**Exercise instructions**
1. In the drill press motor thread, what is the slowest spindle speed on the original poster's drill press?
2. Please write the next part of the drill press motor thread, picking up after its final post.

**Source extract**
'''

# Motor Upgrade Question



## dodgeboy77 (Mar 18, 2009)

I've had a generic Asian floor standing drill press for about 25 years. I like it just fine except for one thing: It only has a 1/3 horsepower motor. This is a problem with bigger Forstner bits in wood and bigger twist bits when I'm drilling steel, as it bogs down. I need Mo' Power!

I could look for a more powerful drill press in the used market but this one has 16 speeds, a new chuck, geared table, new safety switch, etc. and is fine for me, except for the power thing.

I keep an eye on CL for a better 1-phase motor - 3/4 to 1 HP, but haven't found much. I would prefer to stay with 120V. My DP uses a standard mount motor and has a 5/8" shaft and is 1725 RPM.

Here's the question: What other power tools show up used that would have a motor I could use? I was thinking of all those Craftsman/Emerson table saws that are out there, some in bad shape and for cheap. I don't know the RPM on those, though, and suspect they are around 3450, which I couldn't use. I know they are rated at 1.5 HP but being 120V, they are really more like 3/4-1.

Any ideas for hot-rodding my underpowered DP?

Bill


----------



## Steve Neul (Sep 2, 2011)

Instead of looking for another machine with a similar motor, I would go to mgrainger.com and just get a motor that meets the specifications you need. They have almost any motor in the HP, speed and shaft size you might need.


----------



## Dave Paine (May 30, 2012)

If you are looking to just replace the motor, also consider Grizzly and Tractor Supply.

Now and again you will see motors on Craig's List.

Lots of tools use 1725 rpm. Sanders, bandsaws.

You could use 3450 rpm if you put a smaller pulley on the motor.


----------



## woodnthings (Jan 24, 2009)

*Shop the Bay!*

You will probably want a 1725 motor for a drill press. The table saw motors are too fast 3450 RPMs JMO

Like this:
http://www.ebay.com/itm/AO-SMITH-3-...200?pt=LH_DefaultDomain_0&hash=item3cce4f7f58


----------



## SeniorSitizen (May 2, 2012)

Have you tried slowing the spindle speed down? The reason I ask is often a *** rated motor is on a piece of equipment for a reason and that being the remainder of equipment is rated for that size motor. A half horse is the maximum I would consider in this instance and they are a lot easier to find for sale than the higher HP numbers.


----------



## dodgeboy77 (Mar 18, 2009)

My slowest spindle speed is 195 RPM (3600 max). The DP has the 1725 RPM motor and that's what would have to go on it if I'd upgrade. Going for a 1/2 HP wouldn't be worth the effort/expense unless I found one for next to nothing.

I realize I can buy a _new _motor for this project but my plan is to keep this on a budget. Otherwise I would just be looking for a good used DP with more oomph.

'''

**Dataset rows**
'''

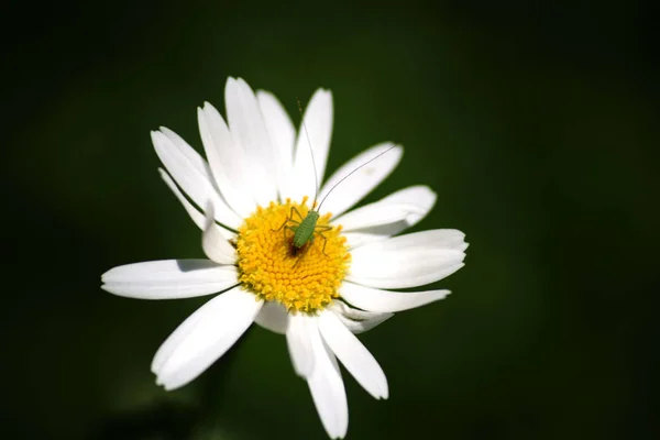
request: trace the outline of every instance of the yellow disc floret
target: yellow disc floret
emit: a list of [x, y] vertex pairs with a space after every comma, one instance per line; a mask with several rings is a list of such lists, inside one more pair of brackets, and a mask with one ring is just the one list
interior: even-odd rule
[[304, 246], [294, 246], [295, 229], [309, 211], [306, 202], [307, 197], [301, 204], [271, 202], [245, 219], [237, 239], [239, 276], [266, 301], [282, 302], [289, 311], [316, 312], [339, 297], [351, 254], [341, 226], [330, 229], [329, 213], [319, 217]]

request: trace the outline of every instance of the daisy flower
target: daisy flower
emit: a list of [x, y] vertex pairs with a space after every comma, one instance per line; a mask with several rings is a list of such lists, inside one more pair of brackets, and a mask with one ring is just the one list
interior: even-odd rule
[[[439, 229], [397, 235], [435, 205], [436, 194], [426, 186], [348, 212], [396, 167], [398, 145], [362, 152], [321, 185], [332, 131], [330, 91], [314, 94], [305, 130], [298, 131], [273, 95], [255, 94], [242, 79], [229, 78], [224, 99], [227, 122], [210, 103], [197, 111], [208, 162], [172, 130], [152, 132], [165, 167], [161, 176], [202, 231], [208, 260], [118, 266], [102, 275], [102, 288], [140, 299], [218, 294], [156, 352], [152, 371], [165, 389], [199, 376], [253, 322], [285, 334], [326, 431], [343, 438], [349, 409], [337, 359], [369, 394], [387, 398], [385, 374], [355, 333], [444, 298], [449, 290], [392, 289], [433, 283], [461, 268], [464, 234]], [[296, 221], [318, 208], [310, 201], [316, 196], [322, 200], [317, 231], [323, 232], [295, 252]]]

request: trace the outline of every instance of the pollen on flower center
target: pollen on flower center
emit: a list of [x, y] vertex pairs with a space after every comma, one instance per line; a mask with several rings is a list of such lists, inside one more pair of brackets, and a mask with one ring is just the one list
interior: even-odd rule
[[295, 228], [309, 211], [307, 199], [258, 207], [239, 229], [237, 251], [243, 286], [266, 301], [282, 302], [287, 310], [315, 312], [339, 297], [351, 254], [341, 226], [319, 228], [329, 227], [329, 213], [319, 217], [317, 232], [304, 246], [294, 246]]

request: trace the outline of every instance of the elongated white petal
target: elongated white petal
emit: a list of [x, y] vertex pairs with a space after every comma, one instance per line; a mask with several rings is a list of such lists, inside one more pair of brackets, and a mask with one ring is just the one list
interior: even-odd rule
[[254, 322], [274, 333], [286, 334], [289, 315], [279, 302], [268, 301], [260, 310]]
[[207, 256], [220, 264], [234, 264], [238, 255], [237, 250], [222, 235], [222, 232], [213, 220], [213, 206], [209, 202], [207, 207], [206, 227], [201, 234], [201, 248]]
[[201, 212], [199, 212], [199, 210], [197, 208], [195, 208], [193, 206], [193, 204], [190, 204], [188, 201], [186, 196], [184, 196], [184, 194], [178, 189], [178, 187], [176, 186], [176, 184], [174, 183], [172, 177], [169, 177], [169, 174], [167, 174], [167, 172], [165, 169], [158, 168], [158, 173], [161, 174], [161, 178], [165, 182], [165, 185], [167, 185], [167, 187], [172, 190], [172, 193], [174, 193], [176, 198], [184, 206], [184, 209], [186, 210], [186, 212], [188, 212], [188, 216], [190, 216], [190, 218], [193, 219], [195, 224], [197, 224], [197, 228], [199, 228], [204, 231], [204, 226], [205, 226], [204, 215]]
[[377, 250], [377, 252], [402, 250], [451, 250], [463, 252], [468, 249], [468, 243], [465, 243], [465, 234], [457, 229], [431, 229], [373, 243], [369, 249]]
[[[402, 146], [393, 146], [394, 144], [389, 142], [372, 146], [334, 172], [323, 185], [323, 189], [319, 196], [319, 200], [322, 200], [322, 211], [332, 212], [334, 217], [338, 217], [351, 209], [385, 180], [389, 173], [396, 168], [404, 154]], [[392, 150], [369, 163], [369, 161], [388, 148]], [[362, 166], [364, 164], [367, 165]], [[349, 175], [350, 177], [341, 182]]]
[[371, 287], [406, 288], [440, 280], [463, 266], [462, 233], [422, 231], [351, 251], [348, 280]]
[[[190, 218], [193, 219], [195, 224], [197, 224], [197, 227], [204, 231], [204, 229], [206, 227], [206, 219], [204, 217], [204, 213], [201, 213], [197, 208], [195, 208], [193, 206], [193, 204], [190, 204], [188, 201], [186, 196], [184, 196], [184, 194], [178, 189], [178, 187], [176, 186], [176, 184], [174, 183], [172, 177], [169, 177], [169, 175], [167, 174], [167, 172], [165, 169], [158, 168], [158, 173], [161, 173], [161, 178], [163, 178], [163, 180], [165, 182], [165, 185], [167, 185], [167, 187], [172, 190], [172, 193], [174, 193], [176, 198], [182, 202], [182, 205], [184, 206], [184, 209], [186, 210], [186, 212], [188, 212], [188, 216], [190, 216]], [[231, 239], [235, 238], [235, 235], [237, 235], [235, 233], [231, 232], [229, 229], [222, 228], [219, 224], [216, 224], [216, 228], [218, 228], [220, 230], [220, 232], [222, 233], [222, 237], [224, 237], [227, 240], [231, 240]]]
[[199, 132], [218, 188], [227, 202], [241, 217], [256, 209], [252, 197], [250, 170], [245, 169], [244, 152], [237, 145], [224, 120], [213, 106], [205, 102], [197, 109]]
[[332, 301], [329, 308], [337, 315], [346, 329], [355, 334], [369, 331], [394, 316], [394, 314], [388, 312], [358, 310], [339, 300]]
[[[338, 221], [337, 223], [341, 224], [341, 221]], [[394, 224], [391, 226], [394, 227]], [[387, 239], [389, 238], [388, 232], [394, 232], [394, 228], [388, 229], [391, 226], [387, 226], [385, 228], [365, 228], [362, 230], [354, 230], [342, 233], [346, 238], [346, 243], [349, 244], [349, 248], [356, 249], [377, 241], [387, 241]], [[455, 229], [436, 229], [431, 231], [424, 231], [424, 233], [428, 233], [428, 235], [422, 237], [424, 240], [419, 240], [419, 237], [415, 234], [407, 234], [402, 237], [413, 235], [411, 240], [415, 242], [426, 243], [427, 245], [432, 244], [433, 246], [438, 246], [440, 249], [451, 249], [455, 251], [465, 251], [468, 249], [468, 243], [465, 243], [464, 241], [465, 234]], [[403, 248], [404, 245], [404, 242], [394, 242], [393, 249], [396, 246]]]
[[275, 147], [276, 163], [274, 166], [277, 175], [277, 190], [280, 197], [286, 198], [287, 182], [294, 168], [296, 129], [286, 110], [273, 94], [257, 90], [256, 100], [271, 135], [271, 142]]
[[349, 403], [339, 365], [321, 339], [317, 321], [308, 327], [315, 367], [307, 378], [311, 398], [331, 439], [342, 439], [349, 429]]
[[200, 375], [248, 330], [261, 307], [262, 300], [240, 287], [201, 306], [156, 353], [156, 382], [174, 389]]
[[174, 299], [210, 295], [239, 284], [234, 266], [208, 260], [163, 260], [127, 264], [101, 275], [101, 288], [118, 296]]
[[[286, 343], [296, 374], [307, 377], [314, 370], [314, 353], [309, 339], [309, 318], [302, 314], [289, 317], [289, 326], [286, 331]], [[314, 323], [316, 324], [316, 323]]]
[[261, 206], [277, 197], [275, 155], [254, 92], [241, 78], [229, 78], [224, 88], [227, 119], [233, 141], [240, 145], [253, 180], [252, 195]]
[[333, 222], [344, 232], [367, 232], [384, 239], [419, 222], [436, 204], [436, 193], [427, 186], [413, 186], [376, 202], [344, 213]]
[[152, 132], [152, 141], [165, 168], [193, 201], [198, 207], [211, 201], [216, 207], [216, 219], [229, 228], [238, 229], [241, 219], [220, 197], [204, 158], [180, 136], [164, 127], [160, 132]]
[[319, 330], [330, 350], [374, 398], [387, 398], [387, 378], [375, 358], [331, 310], [323, 310]]
[[344, 282], [340, 296], [355, 307], [364, 310], [395, 312], [425, 306], [449, 295], [449, 290], [393, 292], [360, 286]]
[[300, 200], [302, 196], [314, 198], [316, 189], [321, 187], [330, 152], [332, 118], [332, 94], [329, 90], [318, 89], [309, 100], [302, 114], [304, 122], [298, 129], [294, 169], [288, 186], [284, 189], [285, 198], [290, 197], [294, 200]]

'''

**Results for the exercise**
1. 195 RPM.

2.
I also figured a lot of table saws use the higher RPM motor but sometimes they don't. Woodnthings: I presume that all the motors on your Frankensaw are 3750? If so, I guess most, if not all of the Craftsman/Emerson table saws are?

I had the idea to swap the 1HP motor on my Shop Fox band saw onto the DP, then buy a new, bigger motor for the band saw. The problem is that though the RPM is right, the BS motor mounts on the end and not the side.

Just for jollies I looked at the 3/4HP motor under my C-man Belt/disc sander. It's 3540 RPM.

Bill


----------



## woodnthings (Jan 24, 2009)

*this is the cheapest I can find*

http://www.grizzly.com/products/Motor-1-HP-Single-Phase-1725-RPM-Open-110V-220V/G2905


Bill, the motors in my saws are all 3450 direct drive. I have a 20" Jet drill press with a 1 1/2HP motor which is so powerful it's scary! I also have an old Craftsman with a 3/4 HP motor which is just fine for all my woodworking. I also have a 1/3 HP mini drill press and that will do a lot of woodworking tasks, but I don't use bits over 1 1/2". 
There are times when extra power is a danger and it's better to have slippage than a spinning workpiece.  

Quite a few more motors here:
http://www.grizzly.com/search/search.aspx?q=motors&cachebuster=1220150023632286

They have had more motors here than this: http://www.harborfreight.com/catalogsearch/result?q=electric+motors


----------



## cabinetman (Jul 5, 2007)

Keep in mind when changing motors that matching up the motor base might be significant to installing it correctly. My drill presses use 1725 RPM type motors. I would suggest going with the same RPM as the setup on your DP. Stepping down the speed might be possible, but IIRC, the low end torgue of the slower motor seems to work well with drill presses. 



















.


----------



## dodgeboy77 (Mar 18, 2009)

*Problem Solved!*

Well, I've been keeping my eye on CL and it paid off. Yesterday I picked up a 3/4 HP Baldor motor for $45. It ran and was in nice physical shape. It's 120/240 volt, 1725 RPM with a 5/8" shaft. The guy had it on a power hack saw that he had sold.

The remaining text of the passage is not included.